>> BEGIN Information provided

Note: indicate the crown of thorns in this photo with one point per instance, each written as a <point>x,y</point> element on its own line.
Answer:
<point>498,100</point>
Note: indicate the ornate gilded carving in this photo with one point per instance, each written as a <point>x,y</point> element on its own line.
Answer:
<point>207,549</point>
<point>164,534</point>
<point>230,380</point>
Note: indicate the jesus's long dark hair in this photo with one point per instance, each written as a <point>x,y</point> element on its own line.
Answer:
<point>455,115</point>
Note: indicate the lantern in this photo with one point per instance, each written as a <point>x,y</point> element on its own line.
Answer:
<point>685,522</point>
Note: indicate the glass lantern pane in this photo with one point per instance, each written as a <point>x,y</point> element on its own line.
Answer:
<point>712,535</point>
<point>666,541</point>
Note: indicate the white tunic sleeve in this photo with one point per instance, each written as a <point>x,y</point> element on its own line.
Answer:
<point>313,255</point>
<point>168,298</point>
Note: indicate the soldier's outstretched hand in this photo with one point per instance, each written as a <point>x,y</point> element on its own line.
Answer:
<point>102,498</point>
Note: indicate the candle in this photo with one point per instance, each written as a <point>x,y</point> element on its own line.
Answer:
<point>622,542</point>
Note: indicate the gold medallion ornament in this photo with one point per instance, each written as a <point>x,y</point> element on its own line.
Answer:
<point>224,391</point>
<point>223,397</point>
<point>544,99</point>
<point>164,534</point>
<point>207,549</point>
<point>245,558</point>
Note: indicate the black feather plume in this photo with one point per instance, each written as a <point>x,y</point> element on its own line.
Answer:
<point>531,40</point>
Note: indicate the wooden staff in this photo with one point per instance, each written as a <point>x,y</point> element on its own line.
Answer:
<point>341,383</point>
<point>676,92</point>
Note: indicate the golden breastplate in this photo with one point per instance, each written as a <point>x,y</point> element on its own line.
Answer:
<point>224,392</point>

>> END Information provided
>> BEGIN Information provided

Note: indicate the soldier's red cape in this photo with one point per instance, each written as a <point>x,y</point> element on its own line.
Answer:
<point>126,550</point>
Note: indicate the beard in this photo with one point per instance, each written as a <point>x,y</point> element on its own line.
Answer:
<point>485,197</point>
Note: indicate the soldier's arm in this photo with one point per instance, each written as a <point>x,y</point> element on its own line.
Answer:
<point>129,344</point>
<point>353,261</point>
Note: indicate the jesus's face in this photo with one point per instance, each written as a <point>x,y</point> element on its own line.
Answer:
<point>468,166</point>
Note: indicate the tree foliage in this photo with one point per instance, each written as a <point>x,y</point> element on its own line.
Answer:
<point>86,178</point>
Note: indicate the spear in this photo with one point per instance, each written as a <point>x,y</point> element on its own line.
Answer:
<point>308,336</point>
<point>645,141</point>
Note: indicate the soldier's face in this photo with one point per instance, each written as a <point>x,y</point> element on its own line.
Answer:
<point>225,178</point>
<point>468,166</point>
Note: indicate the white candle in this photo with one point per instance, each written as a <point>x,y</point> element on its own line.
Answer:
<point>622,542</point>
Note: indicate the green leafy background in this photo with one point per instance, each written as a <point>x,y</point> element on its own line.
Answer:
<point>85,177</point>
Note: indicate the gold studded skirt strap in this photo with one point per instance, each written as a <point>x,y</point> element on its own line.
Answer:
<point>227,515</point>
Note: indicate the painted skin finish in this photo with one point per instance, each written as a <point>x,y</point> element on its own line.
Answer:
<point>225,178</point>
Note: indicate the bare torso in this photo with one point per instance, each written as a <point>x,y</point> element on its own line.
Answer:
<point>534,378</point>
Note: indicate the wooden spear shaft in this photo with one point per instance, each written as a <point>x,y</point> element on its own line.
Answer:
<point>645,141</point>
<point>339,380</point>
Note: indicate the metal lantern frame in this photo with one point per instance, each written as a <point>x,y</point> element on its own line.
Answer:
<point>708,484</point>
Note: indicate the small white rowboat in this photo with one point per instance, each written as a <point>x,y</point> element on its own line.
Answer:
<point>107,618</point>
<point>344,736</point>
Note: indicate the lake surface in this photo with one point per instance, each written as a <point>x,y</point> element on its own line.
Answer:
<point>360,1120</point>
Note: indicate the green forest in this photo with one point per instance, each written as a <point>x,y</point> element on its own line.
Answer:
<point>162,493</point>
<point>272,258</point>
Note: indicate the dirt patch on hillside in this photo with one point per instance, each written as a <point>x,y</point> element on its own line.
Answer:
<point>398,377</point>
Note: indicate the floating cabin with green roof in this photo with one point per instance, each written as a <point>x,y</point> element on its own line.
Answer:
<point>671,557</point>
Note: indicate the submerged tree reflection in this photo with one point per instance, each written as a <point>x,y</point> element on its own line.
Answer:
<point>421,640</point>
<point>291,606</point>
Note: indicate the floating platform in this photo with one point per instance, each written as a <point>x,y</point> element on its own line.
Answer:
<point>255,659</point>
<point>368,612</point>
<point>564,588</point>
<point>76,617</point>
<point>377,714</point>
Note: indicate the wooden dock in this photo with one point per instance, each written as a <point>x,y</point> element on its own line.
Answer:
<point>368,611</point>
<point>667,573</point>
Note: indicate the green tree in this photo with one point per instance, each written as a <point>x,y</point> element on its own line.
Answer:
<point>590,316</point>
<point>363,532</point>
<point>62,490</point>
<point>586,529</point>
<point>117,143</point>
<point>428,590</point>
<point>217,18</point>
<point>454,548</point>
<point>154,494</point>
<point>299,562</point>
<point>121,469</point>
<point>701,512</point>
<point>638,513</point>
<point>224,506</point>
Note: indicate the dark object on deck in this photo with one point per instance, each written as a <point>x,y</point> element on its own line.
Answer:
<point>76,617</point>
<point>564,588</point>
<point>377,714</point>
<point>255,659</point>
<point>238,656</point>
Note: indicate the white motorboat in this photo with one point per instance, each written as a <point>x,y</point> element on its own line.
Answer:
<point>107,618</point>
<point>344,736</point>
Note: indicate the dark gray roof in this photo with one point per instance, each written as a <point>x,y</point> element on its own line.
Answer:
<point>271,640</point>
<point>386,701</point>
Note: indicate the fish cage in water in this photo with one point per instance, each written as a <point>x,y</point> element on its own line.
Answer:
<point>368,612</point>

>> END Information provided

> [Task details]
Pick out every line in the items above that contains the word "roof". Case counts.

> [Result below]
Note: indicate the floating cabin with green roof in this photo with one point per instance, each written as a <point>x,y</point> element on its own line.
Note: indicate the dark gray roof in this photo with one point per instance, each written as a <point>x,y</point> element on its own line.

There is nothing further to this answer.